* _Aim_:
Copy out every line of the records from the line containing "Target: dirt path" through the end of the records, keeping all other lines the same. Raise every coordinate number in the point pairs by 22.

* _Materials provided_:
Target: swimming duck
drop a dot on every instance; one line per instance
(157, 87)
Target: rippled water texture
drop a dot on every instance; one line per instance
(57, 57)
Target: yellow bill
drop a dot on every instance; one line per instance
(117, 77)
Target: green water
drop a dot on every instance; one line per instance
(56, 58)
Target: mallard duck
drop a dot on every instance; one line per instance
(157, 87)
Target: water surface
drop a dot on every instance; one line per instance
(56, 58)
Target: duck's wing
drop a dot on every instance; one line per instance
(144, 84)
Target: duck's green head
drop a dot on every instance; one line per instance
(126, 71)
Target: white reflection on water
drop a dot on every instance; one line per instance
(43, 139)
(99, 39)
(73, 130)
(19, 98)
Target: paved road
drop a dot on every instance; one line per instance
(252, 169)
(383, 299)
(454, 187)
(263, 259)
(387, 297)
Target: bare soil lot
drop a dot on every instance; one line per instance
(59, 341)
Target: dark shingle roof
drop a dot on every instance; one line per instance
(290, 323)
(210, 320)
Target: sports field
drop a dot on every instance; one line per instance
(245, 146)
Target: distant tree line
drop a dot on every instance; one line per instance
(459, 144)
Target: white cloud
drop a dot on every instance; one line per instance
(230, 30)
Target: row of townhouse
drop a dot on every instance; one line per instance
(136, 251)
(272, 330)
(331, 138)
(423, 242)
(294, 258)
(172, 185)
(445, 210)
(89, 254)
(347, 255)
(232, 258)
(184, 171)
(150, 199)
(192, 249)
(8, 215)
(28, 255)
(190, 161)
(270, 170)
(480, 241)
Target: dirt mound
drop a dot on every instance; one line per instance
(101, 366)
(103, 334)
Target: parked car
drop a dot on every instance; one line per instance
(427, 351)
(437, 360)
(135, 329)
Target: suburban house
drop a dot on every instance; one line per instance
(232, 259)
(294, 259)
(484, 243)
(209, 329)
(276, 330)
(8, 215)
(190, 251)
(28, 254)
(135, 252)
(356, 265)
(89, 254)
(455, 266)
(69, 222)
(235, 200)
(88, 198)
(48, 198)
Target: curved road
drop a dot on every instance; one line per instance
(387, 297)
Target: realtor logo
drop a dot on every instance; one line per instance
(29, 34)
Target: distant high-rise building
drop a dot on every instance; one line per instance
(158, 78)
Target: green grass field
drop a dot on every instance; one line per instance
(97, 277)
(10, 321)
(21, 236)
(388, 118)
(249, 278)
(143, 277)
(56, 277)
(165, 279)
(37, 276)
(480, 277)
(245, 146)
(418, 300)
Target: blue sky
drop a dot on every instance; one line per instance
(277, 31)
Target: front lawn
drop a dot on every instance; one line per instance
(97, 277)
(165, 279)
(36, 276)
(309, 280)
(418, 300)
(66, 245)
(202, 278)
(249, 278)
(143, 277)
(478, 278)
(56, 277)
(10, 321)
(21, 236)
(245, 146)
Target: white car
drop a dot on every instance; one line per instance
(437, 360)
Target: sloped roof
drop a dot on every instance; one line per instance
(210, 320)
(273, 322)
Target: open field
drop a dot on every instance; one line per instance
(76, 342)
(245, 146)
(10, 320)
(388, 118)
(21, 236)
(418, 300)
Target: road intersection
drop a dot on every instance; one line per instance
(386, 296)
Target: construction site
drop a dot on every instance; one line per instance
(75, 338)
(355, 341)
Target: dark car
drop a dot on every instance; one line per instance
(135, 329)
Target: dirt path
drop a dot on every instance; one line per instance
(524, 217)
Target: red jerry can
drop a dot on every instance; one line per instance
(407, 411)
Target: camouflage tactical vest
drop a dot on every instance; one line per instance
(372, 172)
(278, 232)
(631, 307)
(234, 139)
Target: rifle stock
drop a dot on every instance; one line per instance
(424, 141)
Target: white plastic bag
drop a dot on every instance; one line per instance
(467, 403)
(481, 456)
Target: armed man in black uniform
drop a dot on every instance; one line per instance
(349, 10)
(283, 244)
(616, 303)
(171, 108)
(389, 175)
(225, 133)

* _Exercise answer_:
Target: dirt path
drop a dot on every instance; one line per instance
(546, 239)
Target: red jerry can
drop a dot on every instance; one line per instance
(429, 433)
Target: camouflage tactical vest
drop a dot on every instance; one line per instance
(394, 194)
(300, 254)
(653, 329)
(256, 161)
Target: rifle stock
drop a dot on every instance; one line per instance
(446, 163)
Target: white plastic bag
drop a dot on every instance; one line per instance
(489, 425)
(503, 478)
Target: armed man in black uniform
drop a dot on every instance; one line per instance
(371, 32)
(305, 266)
(638, 325)
(193, 130)
(411, 197)
(247, 155)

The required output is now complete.